## PROMPT
Render the part of the records below that opens with the line containing "matching the chin." and continues through the end of the records as a JSON list of strings, one string per line, with blank lines left out.

## DATA PROVIDED

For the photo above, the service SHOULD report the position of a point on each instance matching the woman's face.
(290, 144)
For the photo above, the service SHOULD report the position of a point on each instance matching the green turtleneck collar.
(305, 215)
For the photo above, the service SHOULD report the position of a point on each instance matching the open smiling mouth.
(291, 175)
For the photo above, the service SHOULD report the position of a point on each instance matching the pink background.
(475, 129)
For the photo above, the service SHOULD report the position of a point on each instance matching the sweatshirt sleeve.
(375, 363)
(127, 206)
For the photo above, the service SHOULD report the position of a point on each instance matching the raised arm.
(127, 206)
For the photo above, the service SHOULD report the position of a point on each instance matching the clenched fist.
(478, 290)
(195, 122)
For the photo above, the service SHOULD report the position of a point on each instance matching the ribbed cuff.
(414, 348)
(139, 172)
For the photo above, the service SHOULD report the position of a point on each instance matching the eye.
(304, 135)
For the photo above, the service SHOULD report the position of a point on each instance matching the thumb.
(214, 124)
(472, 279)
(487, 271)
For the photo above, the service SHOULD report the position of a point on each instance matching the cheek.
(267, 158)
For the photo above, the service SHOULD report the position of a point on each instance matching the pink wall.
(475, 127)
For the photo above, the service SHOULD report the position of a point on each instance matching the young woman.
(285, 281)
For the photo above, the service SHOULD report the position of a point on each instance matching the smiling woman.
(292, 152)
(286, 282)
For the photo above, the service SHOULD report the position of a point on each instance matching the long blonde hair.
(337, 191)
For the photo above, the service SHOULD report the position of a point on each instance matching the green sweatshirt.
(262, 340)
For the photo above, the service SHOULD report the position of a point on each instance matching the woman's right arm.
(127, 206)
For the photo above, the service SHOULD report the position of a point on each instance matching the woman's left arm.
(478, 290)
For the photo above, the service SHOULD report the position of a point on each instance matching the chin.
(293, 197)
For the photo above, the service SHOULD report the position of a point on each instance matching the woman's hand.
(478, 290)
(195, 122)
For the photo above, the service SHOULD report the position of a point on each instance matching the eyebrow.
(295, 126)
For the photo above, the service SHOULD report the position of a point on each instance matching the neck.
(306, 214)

## WORKED ANSWER
[
  "For the photo above, the service SHOULD report the position of a point on each instance matching the chin.",
  "(293, 197)",
  "For the photo above, the service SHOULD report the position of a point on each instance matching the woman's hand.",
  "(478, 290)",
  "(195, 122)",
  "For the photo above, the service SHOULD report the position of a point on each instance matching the eyebrow.",
  "(295, 126)",
  "For the photo above, the service SHOULD report the position of a point on each instance matching the neck.",
  "(306, 214)"
]